-- begin --

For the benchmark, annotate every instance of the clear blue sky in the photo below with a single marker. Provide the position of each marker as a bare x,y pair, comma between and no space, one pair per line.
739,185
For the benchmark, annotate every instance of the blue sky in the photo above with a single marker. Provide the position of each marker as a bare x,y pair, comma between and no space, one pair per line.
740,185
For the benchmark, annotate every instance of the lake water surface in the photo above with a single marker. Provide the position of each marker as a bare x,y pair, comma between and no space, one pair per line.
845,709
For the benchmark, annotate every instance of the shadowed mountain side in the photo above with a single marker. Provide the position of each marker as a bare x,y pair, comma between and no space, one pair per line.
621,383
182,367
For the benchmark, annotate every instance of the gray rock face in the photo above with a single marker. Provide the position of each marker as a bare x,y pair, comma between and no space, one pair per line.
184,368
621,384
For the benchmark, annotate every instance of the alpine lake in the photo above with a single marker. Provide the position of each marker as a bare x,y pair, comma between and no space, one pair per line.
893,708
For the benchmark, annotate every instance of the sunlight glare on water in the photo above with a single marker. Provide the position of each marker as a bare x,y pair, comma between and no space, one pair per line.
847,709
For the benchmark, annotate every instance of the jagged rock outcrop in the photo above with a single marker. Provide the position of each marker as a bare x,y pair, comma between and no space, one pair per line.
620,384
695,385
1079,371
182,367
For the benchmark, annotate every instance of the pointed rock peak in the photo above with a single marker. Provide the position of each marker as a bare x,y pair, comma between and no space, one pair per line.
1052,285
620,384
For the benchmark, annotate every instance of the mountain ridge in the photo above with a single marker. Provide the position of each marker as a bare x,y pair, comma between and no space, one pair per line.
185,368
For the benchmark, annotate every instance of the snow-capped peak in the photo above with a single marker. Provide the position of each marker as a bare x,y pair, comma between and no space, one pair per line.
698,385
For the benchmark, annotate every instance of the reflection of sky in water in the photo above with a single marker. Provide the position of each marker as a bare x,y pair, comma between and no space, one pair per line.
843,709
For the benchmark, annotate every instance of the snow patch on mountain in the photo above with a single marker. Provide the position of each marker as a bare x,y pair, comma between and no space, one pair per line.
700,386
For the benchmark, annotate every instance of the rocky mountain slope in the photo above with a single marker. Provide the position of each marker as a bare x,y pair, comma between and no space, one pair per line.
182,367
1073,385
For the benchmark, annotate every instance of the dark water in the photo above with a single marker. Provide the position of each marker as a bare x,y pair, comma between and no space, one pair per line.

-- end --
-- begin --

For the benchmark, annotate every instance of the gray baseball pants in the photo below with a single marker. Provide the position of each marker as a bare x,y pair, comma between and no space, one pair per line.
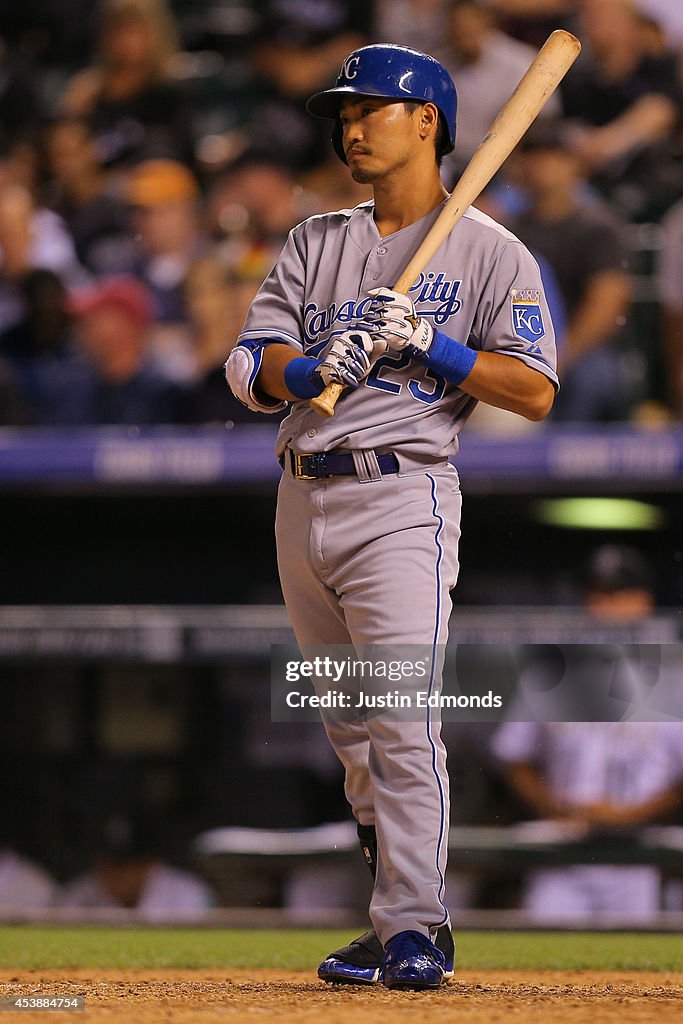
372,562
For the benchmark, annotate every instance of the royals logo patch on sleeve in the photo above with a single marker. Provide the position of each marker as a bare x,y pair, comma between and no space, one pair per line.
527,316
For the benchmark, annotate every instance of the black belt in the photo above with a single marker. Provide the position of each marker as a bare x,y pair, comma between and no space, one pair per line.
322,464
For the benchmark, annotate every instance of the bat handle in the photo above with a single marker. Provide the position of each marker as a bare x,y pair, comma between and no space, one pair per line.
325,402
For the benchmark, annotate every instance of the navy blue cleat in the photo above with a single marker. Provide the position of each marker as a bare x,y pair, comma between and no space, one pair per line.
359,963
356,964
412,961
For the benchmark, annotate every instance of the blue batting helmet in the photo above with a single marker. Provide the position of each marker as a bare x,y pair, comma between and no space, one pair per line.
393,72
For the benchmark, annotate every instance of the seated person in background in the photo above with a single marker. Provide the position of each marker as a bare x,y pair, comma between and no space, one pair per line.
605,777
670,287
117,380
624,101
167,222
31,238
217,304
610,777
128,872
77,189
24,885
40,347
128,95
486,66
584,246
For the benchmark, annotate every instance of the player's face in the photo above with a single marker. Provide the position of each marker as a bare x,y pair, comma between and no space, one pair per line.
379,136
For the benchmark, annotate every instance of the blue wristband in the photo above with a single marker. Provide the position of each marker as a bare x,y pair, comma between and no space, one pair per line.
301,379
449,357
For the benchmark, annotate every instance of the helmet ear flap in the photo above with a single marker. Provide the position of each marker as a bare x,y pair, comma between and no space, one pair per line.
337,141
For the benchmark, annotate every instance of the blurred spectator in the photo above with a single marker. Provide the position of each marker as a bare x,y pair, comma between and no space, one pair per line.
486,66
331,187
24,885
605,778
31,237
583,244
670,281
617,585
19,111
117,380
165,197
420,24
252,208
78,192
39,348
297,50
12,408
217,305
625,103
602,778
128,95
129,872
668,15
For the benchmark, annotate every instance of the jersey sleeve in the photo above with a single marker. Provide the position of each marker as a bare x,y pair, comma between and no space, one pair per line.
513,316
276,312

-- end --
-- begin --

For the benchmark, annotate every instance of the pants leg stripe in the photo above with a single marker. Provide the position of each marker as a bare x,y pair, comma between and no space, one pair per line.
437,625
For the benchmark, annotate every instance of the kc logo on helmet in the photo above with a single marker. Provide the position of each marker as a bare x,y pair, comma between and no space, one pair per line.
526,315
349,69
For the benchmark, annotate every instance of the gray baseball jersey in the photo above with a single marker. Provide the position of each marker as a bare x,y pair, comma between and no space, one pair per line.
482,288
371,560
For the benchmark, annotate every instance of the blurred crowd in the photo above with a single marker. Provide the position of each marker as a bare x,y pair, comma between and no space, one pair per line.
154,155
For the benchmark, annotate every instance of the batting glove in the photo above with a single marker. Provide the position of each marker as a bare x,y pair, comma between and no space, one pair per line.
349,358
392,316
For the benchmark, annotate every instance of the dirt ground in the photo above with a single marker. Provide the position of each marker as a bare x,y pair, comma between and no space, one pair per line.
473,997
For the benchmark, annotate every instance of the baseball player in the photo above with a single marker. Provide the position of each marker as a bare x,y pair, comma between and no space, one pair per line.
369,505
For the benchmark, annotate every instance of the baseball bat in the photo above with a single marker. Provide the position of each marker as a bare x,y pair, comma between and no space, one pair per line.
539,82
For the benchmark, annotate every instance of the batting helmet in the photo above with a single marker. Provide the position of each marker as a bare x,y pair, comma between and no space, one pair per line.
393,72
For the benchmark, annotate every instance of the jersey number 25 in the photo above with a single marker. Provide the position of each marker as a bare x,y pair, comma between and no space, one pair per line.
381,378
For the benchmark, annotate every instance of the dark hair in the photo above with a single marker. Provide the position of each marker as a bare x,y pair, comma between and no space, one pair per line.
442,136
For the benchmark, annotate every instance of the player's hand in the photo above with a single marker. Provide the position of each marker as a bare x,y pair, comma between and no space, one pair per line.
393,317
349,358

-- end --

Description of the task: Extract every line of the data above that contains the string "dark". Treat uppercase and lowercase letters as distinct when matching.

Result of this exercise:
For the benchmark, annotate every instance of the dark water in the photo above with a single marker. Provide the position of each marker as a bare x,y pair, comma between and no space, one pair per line.
For the benchmark, annotate every instance of the dark hair in the photo above with a single marker. Provide the position of each marker as a bare x,y pair, comma between and no space, one pair per line.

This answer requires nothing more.